:: Your objective ::
The passage below describes a fluidic logic controller. List every valve means it names and the flow of fuel vapor that each one controls.

:: Selected passage ::

'''

1. A fluidic logic controller for operating a fuel vapor recovery system for an automotive vehicle with an air-breathing, liquid-fueled engine and a fuel system including one or more canisters for collecting fuel vapor conveyed through both a primary vapor conduit and a refueling vapor conduit and a fuel tank with a fill tube having fill pipe closure device, comprising:
a first chamber which is operatively connected to a sensor conduit communicating with the fill tube in the region in which the cap is installed, such that said first chamber is subjected to tank pressure when said cap is installed and to atmospheric pressure when said cap has been removed; a second chamber which is subjected to pressure which is slightly superatmospheric when said cap is installed, and to tank pressure when said cap has been removed; a third chamber which is subjected to pressure which is slightly superatmospheric both when said cap is installed, and when said cap has been removed, with said third chamber being operatively connected with said at least one vapor collection canister; a fourth chamber operatively connected to said primary vapor conduit, and a fifth chamber operatively connected to said refueling vapor conduit, with both of said fourth and fifth chambers being subjected to tank pressure when the cap is removed and when it is installed; first valve means for controlling the flow of fuel vapor between the fourth chamber and the second chamber, with said first valve means being responsive to the pressures within said first chamber and said fourth chamber such that the first valve means will open when the cap has been removed; second valve means for controlling the flow of fuel vapor from the fourth chamber to the third chamber, with said second valve means being responsive to pressure within said second, third and fourth chambers; and third valve means for controlling the flow of fuel vapor from the fifth chamber to the third chamber, with said third valve means being responsive to pressure within said first and fifth chambers; whereby said controller will operate such that a first vapor pathway will be established from said refueling vapor conduit through said fifth chamber and past said third valve and into said third chamber and then into said canister when said cap has been removed, with said controller operating further to establish a second vapor pathway from said primary vapor conduit through said fourth chamber and past said second valve and into said third chamber and then into said canister when said cap has been installed.

'''

:: Raw data ::
'''

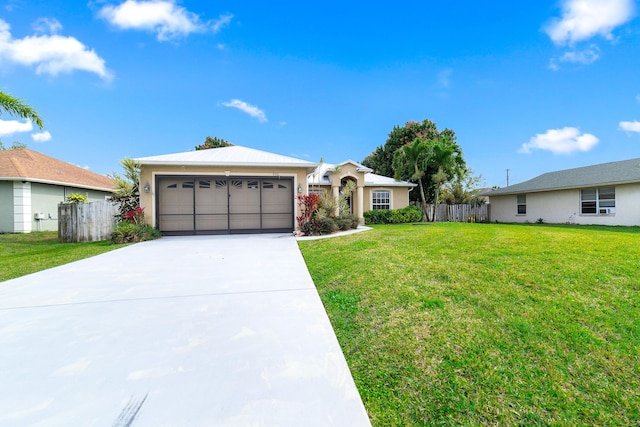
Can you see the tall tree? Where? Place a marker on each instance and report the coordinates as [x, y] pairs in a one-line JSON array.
[[430, 163], [412, 158], [381, 159], [448, 163], [214, 142], [127, 187], [17, 107]]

'''

:: Output of the task ::
- First valve means: controls the flow of fuel vapor between the fourth chamber and the second chamber.
- Second valve means: controls the flow of fuel vapor from the fourth chamber to the third chamber.
- Third valve means: controls the flow of fuel vapor from the fifth chamber to the third chamber.